## Problem to work on
Reproduce the following records without alteration, starting at the line that contains "Target: seated man's bald head" and stopping after the line that contains "pixel 528 149".

## Information given

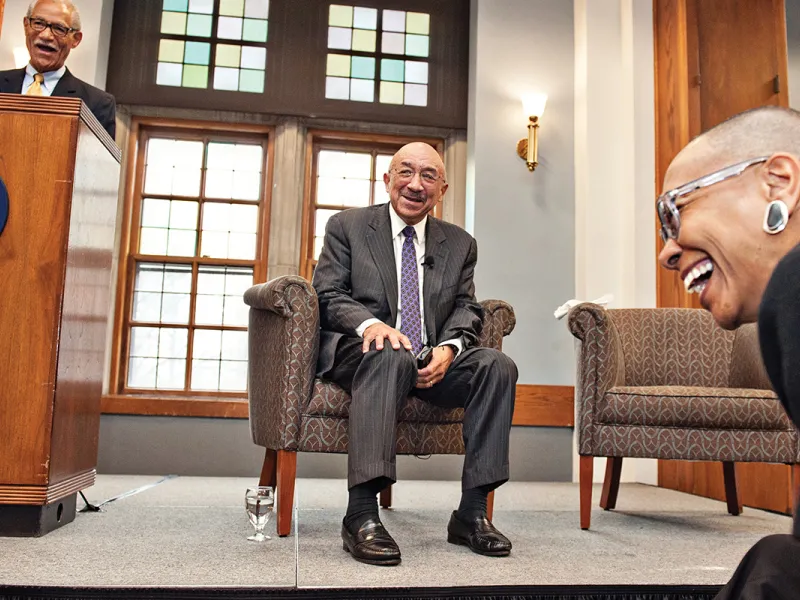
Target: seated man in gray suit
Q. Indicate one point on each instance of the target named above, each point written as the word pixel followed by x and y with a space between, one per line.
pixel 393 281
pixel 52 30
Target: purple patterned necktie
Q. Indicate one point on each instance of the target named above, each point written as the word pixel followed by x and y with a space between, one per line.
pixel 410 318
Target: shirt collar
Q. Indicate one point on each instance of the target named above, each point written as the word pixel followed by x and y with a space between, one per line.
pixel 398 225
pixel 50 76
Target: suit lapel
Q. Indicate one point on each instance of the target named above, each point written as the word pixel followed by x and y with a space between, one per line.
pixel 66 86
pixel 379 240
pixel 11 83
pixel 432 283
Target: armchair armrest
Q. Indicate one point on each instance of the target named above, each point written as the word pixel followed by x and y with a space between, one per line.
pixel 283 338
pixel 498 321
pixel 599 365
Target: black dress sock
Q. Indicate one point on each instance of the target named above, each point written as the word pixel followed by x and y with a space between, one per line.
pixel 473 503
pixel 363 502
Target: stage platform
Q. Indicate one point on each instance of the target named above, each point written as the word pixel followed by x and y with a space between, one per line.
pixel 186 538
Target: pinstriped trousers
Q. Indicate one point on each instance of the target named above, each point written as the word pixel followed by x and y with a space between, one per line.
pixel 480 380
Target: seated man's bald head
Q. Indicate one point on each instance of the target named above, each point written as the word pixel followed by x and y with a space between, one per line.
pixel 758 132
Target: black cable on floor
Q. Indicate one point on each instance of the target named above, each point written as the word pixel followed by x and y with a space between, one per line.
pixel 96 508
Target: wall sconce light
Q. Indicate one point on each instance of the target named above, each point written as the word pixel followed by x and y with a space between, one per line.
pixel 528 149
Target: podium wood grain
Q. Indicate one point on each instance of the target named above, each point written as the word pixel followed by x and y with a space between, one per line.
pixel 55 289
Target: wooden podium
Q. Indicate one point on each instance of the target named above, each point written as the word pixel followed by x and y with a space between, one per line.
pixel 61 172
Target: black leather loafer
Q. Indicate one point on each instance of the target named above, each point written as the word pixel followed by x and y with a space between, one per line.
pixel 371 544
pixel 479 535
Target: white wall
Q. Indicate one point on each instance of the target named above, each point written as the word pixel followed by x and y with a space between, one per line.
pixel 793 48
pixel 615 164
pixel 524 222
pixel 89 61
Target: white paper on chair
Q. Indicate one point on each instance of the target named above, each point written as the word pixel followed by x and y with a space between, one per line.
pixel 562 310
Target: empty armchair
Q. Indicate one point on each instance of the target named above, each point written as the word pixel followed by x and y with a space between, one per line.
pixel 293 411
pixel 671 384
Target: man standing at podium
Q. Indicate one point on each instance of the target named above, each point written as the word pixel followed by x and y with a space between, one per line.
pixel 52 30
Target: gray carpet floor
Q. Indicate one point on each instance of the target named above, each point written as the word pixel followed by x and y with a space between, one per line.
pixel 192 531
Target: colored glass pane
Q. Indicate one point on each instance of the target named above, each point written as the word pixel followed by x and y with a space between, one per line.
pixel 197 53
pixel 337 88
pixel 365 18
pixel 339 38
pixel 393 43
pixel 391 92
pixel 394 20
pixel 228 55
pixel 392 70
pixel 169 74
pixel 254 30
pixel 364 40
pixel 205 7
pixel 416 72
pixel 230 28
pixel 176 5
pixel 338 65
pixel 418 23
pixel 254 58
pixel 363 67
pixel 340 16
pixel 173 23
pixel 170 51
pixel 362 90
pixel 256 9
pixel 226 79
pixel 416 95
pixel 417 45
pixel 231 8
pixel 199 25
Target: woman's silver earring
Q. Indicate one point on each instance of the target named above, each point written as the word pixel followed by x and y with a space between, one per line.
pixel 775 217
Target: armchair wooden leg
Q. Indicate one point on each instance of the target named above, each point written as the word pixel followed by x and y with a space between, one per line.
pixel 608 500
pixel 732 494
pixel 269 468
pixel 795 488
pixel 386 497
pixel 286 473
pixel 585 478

## Full solution
Target: seated man's bald head
Q. Indicate one point on each instance of the target named above, each point written as the word pixel followed by x and y with a space between, one per line.
pixel 758 132
Target: black cable on floor
Q. Indicate one point on each instance of the target named above, each point written as the word pixel followed by x and y with a space between, one per line.
pixel 96 508
Target: wall sconce light
Q. Indicate one point on each instance of the target named above, each point written as the word pixel followed by x and y with a space between, one per line.
pixel 528 149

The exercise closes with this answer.